» **Reading text**:
Like many other companies, SF Intra-city’s business has begun to bounce back with the end of China’s Covid restrictions at the end of last year. Its revenue rose 28.8% to 5.75 billion yuan ($786 million) in the first half of the year, while its gross profit more than doubled to 383.4 million yuan, according to its interim results released in August. It also returned to the black with a half-year profit of 30.3 million yuan, reversing a 143.9 million yuan loss a year earlier.

SF Intra-city is one of two listed offspring of SF Holding. The other is SF Real Estate Investment Trust (2191.HK), operator of three premium logistics centers, which raised HK$2.6 billion in its IPO that became Hong Kong’s first logistics real estate investment trust (REIT) in 2021. Much like its sister company, SF REIT started off strongly as a publicly traded company, only to flounder under China’s strict Covid controls last year. Its shares are about 40% below their offer price, despite strong revenue and profit growth.

SF Intra-city is the larger of the pair by market cap, with a HK$6.6 billion valuation that’s more than twice the HK$2.1 billion for SF REIT. But it’s the opposite when it comes to investor favor. SF Intra-city currently trades at a price-to-sales (P/S) ratio of just 0.52, while its smaller sibling trades at a frothy 4.7, perhaps reflecting SF REIT’s unique position as a publicly traded logistics real estate company. JD.com-backed (JD.US; 9618.HK) Dada Nexus (DADA.US), which offers intra-city delivery services, trades at a P/S ratio of 0.68, which is slightly ahead of SF Intra-city.

Both SF offspring are controlled by Wang Wei, founder of SF Holding Co., also called SF Express, which made a backdoor listing in Shenzhen in 2017. The company filed for a second listing in Hong Kong in August, with Goldman Sachs, Huatai Securities and JP Morgan as underwriters.

» **Tasks**:
1) In the passage about SF Holding's listed units, what price-to-sales ratio does SF Intra-city currently trade at?
2) List every underwriter that the passage about SF Holding's listed units names for SF Holding's Hong Kong listing.

» **The data**:
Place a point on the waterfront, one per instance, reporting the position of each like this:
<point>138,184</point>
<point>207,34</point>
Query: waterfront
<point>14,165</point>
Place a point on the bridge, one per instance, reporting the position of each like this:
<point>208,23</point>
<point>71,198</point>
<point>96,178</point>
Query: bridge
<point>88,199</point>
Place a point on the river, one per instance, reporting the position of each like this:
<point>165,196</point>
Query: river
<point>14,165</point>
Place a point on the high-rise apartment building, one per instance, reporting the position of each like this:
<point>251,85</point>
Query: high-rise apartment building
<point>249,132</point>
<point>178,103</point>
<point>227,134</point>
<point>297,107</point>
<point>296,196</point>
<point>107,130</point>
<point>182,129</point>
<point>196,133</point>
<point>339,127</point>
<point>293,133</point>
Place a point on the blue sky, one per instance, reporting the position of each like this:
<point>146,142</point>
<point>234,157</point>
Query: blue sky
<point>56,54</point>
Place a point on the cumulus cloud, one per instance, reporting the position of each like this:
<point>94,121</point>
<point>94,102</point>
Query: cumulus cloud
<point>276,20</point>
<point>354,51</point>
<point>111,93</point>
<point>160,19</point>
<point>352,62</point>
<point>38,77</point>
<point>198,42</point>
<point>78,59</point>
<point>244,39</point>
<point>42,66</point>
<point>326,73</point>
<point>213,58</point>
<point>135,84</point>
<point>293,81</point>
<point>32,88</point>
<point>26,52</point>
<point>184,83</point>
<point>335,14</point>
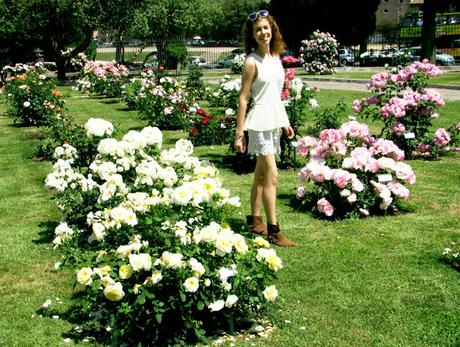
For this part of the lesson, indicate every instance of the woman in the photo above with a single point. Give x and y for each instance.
(263, 78)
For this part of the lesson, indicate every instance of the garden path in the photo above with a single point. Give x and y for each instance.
(446, 93)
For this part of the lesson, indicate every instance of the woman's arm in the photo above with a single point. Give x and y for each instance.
(248, 76)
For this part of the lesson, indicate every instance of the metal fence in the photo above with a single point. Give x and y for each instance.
(383, 47)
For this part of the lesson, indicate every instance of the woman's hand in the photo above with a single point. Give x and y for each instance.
(240, 144)
(289, 132)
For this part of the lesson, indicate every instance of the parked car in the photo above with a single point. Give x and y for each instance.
(390, 56)
(346, 56)
(200, 61)
(441, 58)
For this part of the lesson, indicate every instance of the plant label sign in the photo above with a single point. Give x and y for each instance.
(384, 178)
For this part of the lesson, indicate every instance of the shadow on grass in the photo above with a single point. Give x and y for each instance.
(85, 328)
(46, 233)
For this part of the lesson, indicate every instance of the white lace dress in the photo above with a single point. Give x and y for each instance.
(268, 115)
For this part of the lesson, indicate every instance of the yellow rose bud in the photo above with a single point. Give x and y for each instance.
(125, 271)
(84, 276)
(114, 292)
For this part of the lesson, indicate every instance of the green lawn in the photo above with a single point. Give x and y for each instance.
(448, 77)
(372, 282)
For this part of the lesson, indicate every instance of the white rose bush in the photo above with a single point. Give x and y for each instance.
(351, 174)
(146, 230)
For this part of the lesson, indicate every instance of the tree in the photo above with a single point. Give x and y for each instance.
(52, 26)
(350, 21)
(430, 7)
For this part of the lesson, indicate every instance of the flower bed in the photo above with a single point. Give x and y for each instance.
(31, 94)
(352, 173)
(407, 109)
(319, 54)
(105, 79)
(212, 130)
(161, 100)
(146, 229)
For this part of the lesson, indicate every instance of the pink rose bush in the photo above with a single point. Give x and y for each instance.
(102, 78)
(407, 108)
(146, 230)
(319, 54)
(352, 174)
(31, 94)
(163, 101)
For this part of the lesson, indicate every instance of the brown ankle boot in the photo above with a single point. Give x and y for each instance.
(256, 225)
(276, 236)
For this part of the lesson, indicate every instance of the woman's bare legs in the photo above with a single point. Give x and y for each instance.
(264, 187)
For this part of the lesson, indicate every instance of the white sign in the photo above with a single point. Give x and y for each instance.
(383, 178)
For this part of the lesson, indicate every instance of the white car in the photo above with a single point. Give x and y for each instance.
(441, 58)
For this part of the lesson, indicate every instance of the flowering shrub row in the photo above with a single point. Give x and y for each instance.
(161, 100)
(319, 54)
(352, 173)
(31, 94)
(146, 229)
(407, 108)
(102, 78)
(213, 130)
(238, 63)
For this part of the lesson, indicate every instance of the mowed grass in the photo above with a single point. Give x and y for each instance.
(372, 282)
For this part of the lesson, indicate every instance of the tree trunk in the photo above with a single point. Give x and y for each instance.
(429, 31)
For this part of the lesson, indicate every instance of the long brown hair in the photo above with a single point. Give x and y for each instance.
(277, 45)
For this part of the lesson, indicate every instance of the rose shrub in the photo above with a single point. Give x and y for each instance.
(319, 54)
(212, 130)
(146, 229)
(31, 94)
(352, 173)
(238, 63)
(407, 108)
(162, 101)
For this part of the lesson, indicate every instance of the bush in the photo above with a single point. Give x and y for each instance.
(212, 130)
(407, 108)
(238, 63)
(165, 102)
(319, 54)
(352, 174)
(146, 229)
(104, 79)
(31, 95)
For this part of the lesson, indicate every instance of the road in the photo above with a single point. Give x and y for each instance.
(447, 94)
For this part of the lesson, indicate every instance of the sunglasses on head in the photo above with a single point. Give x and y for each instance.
(253, 16)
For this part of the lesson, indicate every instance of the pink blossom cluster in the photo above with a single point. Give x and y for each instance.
(352, 161)
(441, 138)
(288, 77)
(381, 80)
(289, 59)
(109, 68)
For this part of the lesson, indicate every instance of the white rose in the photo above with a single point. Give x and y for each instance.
(114, 292)
(191, 284)
(231, 300)
(270, 293)
(216, 306)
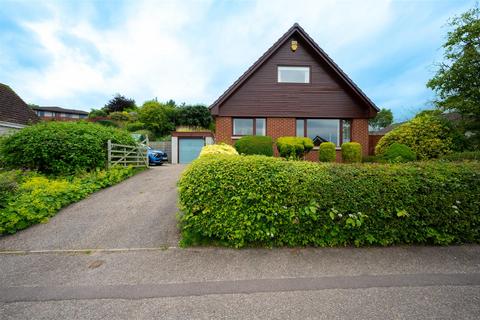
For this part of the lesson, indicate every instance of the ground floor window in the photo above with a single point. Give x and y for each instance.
(249, 126)
(324, 130)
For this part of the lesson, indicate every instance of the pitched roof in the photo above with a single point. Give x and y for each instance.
(13, 109)
(295, 29)
(58, 109)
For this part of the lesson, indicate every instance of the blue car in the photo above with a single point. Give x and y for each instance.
(156, 157)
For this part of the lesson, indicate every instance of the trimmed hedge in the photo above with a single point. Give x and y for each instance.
(255, 200)
(351, 152)
(326, 152)
(248, 145)
(461, 156)
(38, 198)
(294, 147)
(398, 152)
(60, 147)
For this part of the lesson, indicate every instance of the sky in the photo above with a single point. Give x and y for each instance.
(78, 54)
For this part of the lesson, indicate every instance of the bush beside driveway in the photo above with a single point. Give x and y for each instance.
(138, 212)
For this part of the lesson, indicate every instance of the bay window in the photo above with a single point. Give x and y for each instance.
(249, 126)
(324, 130)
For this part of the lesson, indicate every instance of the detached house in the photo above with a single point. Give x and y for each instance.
(294, 89)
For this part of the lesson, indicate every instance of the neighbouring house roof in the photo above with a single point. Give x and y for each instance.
(13, 109)
(296, 29)
(58, 109)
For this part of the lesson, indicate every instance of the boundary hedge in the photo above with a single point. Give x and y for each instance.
(255, 200)
(37, 198)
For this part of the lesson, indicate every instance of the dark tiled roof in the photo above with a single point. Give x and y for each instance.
(58, 109)
(295, 29)
(13, 108)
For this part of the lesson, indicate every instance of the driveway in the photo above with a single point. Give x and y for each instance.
(137, 213)
(115, 256)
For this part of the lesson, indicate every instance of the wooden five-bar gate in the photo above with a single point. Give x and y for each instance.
(125, 155)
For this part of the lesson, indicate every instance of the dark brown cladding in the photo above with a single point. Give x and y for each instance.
(330, 93)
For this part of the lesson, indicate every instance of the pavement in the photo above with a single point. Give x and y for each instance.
(115, 256)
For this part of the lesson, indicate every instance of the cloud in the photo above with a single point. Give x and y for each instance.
(143, 57)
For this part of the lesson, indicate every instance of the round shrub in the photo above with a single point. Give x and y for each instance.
(248, 145)
(398, 152)
(256, 200)
(294, 147)
(351, 152)
(427, 135)
(134, 126)
(61, 147)
(326, 152)
(216, 149)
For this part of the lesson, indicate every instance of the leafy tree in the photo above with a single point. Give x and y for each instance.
(383, 118)
(429, 135)
(195, 115)
(457, 81)
(157, 117)
(119, 103)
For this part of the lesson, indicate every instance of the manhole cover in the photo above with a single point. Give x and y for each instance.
(95, 264)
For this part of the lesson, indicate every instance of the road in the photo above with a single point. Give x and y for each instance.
(115, 256)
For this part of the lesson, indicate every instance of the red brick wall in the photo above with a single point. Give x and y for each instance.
(360, 133)
(372, 143)
(281, 127)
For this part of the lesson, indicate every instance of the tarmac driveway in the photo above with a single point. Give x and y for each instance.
(137, 213)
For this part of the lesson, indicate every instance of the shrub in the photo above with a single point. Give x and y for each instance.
(428, 135)
(255, 200)
(327, 152)
(120, 116)
(460, 156)
(146, 133)
(107, 123)
(217, 149)
(9, 181)
(60, 147)
(294, 147)
(370, 159)
(249, 145)
(39, 198)
(134, 126)
(351, 152)
(398, 152)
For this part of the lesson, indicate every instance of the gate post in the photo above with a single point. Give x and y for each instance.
(109, 152)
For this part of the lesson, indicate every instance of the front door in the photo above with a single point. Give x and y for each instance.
(189, 149)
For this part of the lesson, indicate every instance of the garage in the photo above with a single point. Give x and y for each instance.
(186, 146)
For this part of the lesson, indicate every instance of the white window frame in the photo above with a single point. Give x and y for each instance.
(304, 68)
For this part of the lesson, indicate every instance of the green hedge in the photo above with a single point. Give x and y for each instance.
(461, 156)
(38, 198)
(256, 200)
(398, 152)
(248, 145)
(351, 152)
(60, 147)
(294, 147)
(327, 152)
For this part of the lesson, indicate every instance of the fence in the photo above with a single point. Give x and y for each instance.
(125, 155)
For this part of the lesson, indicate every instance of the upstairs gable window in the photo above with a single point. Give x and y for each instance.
(293, 74)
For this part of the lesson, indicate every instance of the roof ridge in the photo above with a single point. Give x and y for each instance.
(273, 48)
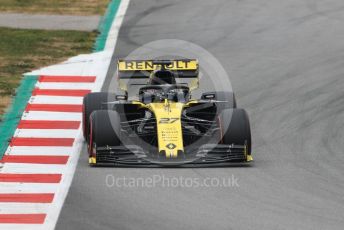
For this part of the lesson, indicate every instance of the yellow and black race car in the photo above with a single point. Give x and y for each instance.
(161, 124)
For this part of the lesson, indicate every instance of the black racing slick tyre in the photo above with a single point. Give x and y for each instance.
(228, 98)
(93, 102)
(235, 128)
(104, 129)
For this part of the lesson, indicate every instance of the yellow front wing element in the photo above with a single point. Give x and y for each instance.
(169, 127)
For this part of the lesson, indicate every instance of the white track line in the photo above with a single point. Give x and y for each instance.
(56, 100)
(33, 168)
(51, 116)
(22, 208)
(48, 133)
(10, 187)
(51, 85)
(43, 151)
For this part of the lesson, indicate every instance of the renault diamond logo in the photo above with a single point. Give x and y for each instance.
(171, 146)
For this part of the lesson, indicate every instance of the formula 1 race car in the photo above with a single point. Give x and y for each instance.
(161, 124)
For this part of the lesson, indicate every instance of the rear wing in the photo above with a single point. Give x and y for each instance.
(137, 72)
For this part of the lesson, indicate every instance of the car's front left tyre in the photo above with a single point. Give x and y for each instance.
(105, 128)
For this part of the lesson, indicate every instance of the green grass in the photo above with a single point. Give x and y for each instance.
(25, 50)
(73, 7)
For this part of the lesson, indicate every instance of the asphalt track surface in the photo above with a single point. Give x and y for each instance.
(286, 62)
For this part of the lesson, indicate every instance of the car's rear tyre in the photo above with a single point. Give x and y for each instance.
(93, 102)
(228, 98)
(104, 129)
(235, 128)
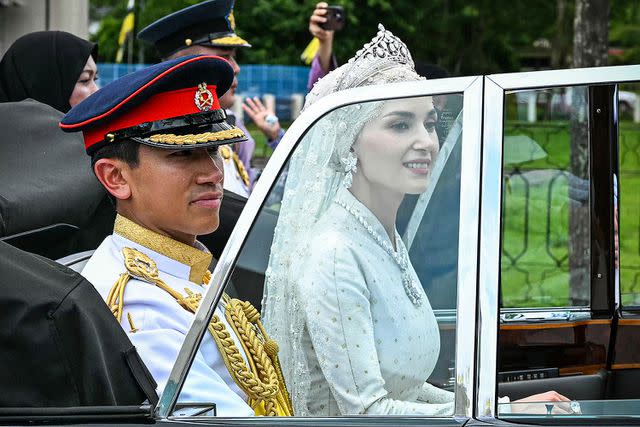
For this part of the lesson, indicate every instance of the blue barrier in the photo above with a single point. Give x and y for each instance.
(254, 80)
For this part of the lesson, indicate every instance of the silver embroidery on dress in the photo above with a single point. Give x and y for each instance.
(318, 168)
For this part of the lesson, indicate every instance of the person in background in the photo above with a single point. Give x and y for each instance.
(52, 67)
(325, 60)
(208, 28)
(154, 137)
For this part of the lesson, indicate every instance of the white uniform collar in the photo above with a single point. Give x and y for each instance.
(181, 260)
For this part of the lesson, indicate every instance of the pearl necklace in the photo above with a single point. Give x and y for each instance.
(400, 257)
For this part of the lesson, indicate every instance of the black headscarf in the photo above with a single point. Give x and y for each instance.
(44, 66)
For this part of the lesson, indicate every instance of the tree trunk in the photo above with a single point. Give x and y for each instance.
(590, 46)
(559, 51)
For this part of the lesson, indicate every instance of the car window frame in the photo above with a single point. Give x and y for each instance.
(471, 88)
(495, 88)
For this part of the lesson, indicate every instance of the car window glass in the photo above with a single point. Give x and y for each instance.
(545, 222)
(629, 194)
(348, 306)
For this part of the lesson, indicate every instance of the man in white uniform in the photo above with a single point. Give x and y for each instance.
(154, 138)
(209, 28)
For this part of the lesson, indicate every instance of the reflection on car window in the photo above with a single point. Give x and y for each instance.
(347, 299)
(545, 231)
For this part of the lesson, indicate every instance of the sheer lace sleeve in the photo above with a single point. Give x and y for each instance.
(336, 302)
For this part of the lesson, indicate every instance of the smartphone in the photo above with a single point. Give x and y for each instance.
(336, 18)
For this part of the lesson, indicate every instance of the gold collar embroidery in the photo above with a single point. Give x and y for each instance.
(198, 260)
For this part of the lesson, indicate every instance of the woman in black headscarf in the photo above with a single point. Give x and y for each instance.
(53, 67)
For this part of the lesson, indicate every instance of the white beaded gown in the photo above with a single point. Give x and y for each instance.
(368, 348)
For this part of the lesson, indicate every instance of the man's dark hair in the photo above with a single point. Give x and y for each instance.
(127, 151)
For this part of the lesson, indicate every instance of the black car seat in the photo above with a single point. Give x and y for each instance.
(61, 345)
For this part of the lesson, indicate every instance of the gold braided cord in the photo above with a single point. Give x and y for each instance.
(230, 40)
(262, 382)
(199, 138)
(227, 153)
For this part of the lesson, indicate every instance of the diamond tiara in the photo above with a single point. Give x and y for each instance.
(385, 46)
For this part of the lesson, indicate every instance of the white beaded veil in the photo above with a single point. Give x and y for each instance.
(317, 169)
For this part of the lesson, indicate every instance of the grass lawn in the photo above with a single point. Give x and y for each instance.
(535, 271)
(534, 266)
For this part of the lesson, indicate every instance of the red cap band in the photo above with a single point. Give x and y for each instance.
(161, 106)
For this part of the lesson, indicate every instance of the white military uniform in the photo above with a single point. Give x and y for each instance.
(156, 324)
(236, 177)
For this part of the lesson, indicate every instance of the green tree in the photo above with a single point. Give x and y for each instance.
(464, 36)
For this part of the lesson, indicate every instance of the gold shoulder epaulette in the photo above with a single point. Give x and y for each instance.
(141, 267)
(263, 381)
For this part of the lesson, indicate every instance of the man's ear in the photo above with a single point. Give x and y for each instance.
(109, 173)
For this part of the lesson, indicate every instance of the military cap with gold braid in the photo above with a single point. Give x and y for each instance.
(173, 104)
(210, 23)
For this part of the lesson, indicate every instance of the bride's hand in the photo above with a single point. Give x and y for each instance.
(537, 407)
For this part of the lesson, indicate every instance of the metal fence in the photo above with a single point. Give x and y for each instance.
(535, 214)
(282, 81)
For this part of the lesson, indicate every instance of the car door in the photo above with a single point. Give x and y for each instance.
(444, 218)
(559, 248)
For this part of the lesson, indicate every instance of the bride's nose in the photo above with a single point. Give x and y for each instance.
(426, 141)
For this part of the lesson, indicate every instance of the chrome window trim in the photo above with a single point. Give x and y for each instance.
(470, 87)
(495, 88)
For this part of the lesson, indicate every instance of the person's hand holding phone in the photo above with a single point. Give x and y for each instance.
(319, 18)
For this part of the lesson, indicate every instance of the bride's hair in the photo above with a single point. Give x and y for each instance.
(318, 167)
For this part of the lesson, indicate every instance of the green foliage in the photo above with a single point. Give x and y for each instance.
(625, 31)
(464, 36)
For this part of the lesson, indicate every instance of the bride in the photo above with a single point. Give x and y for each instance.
(356, 330)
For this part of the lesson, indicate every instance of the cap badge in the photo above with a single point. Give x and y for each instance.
(232, 21)
(203, 98)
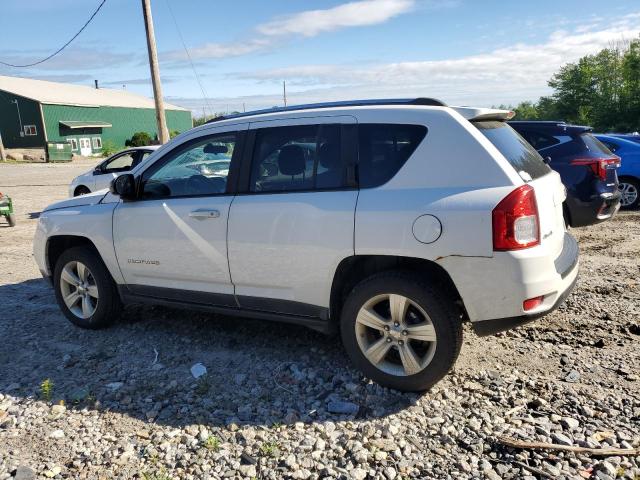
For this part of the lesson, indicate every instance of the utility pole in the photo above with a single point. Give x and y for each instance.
(3, 157)
(284, 92)
(163, 133)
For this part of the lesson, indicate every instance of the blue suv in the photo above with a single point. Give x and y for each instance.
(629, 171)
(586, 166)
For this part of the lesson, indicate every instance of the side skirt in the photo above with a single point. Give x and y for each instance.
(318, 323)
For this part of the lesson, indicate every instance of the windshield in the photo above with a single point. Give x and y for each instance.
(518, 152)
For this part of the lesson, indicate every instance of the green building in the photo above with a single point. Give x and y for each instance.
(34, 112)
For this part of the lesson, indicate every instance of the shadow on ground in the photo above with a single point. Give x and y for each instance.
(259, 373)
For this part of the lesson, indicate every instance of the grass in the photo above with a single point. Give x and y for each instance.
(46, 389)
(212, 443)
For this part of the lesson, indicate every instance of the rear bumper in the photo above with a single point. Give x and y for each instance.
(495, 287)
(599, 208)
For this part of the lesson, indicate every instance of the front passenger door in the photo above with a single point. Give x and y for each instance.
(172, 242)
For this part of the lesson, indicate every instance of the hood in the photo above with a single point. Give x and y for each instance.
(89, 199)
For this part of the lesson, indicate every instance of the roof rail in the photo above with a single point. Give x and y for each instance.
(431, 102)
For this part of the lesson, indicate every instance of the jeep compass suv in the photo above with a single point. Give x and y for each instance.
(391, 221)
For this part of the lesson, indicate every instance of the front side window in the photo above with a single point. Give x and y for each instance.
(198, 168)
(383, 149)
(303, 157)
(120, 163)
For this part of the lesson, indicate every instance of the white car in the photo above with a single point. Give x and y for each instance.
(392, 221)
(100, 177)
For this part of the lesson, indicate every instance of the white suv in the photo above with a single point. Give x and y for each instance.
(391, 221)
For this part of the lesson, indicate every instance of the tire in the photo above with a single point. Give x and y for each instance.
(101, 310)
(427, 305)
(630, 188)
(81, 190)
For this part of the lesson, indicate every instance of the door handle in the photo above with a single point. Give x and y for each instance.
(203, 213)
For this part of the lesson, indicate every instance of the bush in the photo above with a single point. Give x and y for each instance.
(139, 139)
(109, 148)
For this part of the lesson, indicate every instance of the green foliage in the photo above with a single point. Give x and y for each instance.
(269, 449)
(600, 90)
(139, 139)
(46, 389)
(109, 148)
(212, 443)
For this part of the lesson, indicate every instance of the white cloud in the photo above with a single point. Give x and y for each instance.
(518, 68)
(352, 14)
(306, 24)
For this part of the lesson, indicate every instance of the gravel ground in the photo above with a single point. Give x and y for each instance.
(123, 403)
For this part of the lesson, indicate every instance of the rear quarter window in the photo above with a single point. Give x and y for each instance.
(518, 152)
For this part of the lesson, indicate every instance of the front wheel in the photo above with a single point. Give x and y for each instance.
(630, 193)
(84, 289)
(401, 332)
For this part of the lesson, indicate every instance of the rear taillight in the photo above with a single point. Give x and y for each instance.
(516, 221)
(598, 165)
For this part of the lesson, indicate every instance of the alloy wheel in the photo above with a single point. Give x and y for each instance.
(629, 193)
(79, 289)
(395, 334)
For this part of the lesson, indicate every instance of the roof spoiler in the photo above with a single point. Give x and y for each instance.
(423, 101)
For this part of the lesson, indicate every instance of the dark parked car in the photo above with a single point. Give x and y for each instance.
(629, 171)
(586, 166)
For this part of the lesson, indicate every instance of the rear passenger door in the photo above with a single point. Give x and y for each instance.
(292, 220)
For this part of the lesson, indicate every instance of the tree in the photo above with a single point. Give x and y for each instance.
(139, 139)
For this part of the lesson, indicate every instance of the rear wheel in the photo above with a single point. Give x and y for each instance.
(401, 332)
(84, 289)
(81, 190)
(630, 193)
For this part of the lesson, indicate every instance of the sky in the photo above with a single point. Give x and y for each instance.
(220, 55)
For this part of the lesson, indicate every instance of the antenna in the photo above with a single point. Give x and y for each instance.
(284, 92)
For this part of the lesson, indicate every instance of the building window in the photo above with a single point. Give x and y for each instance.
(30, 130)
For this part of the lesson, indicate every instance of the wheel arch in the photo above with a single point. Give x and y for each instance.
(356, 268)
(58, 244)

» **Results of the exercise**:
1) 0.52

2) Goldman Sachs, Huatai Securities, JP Morgan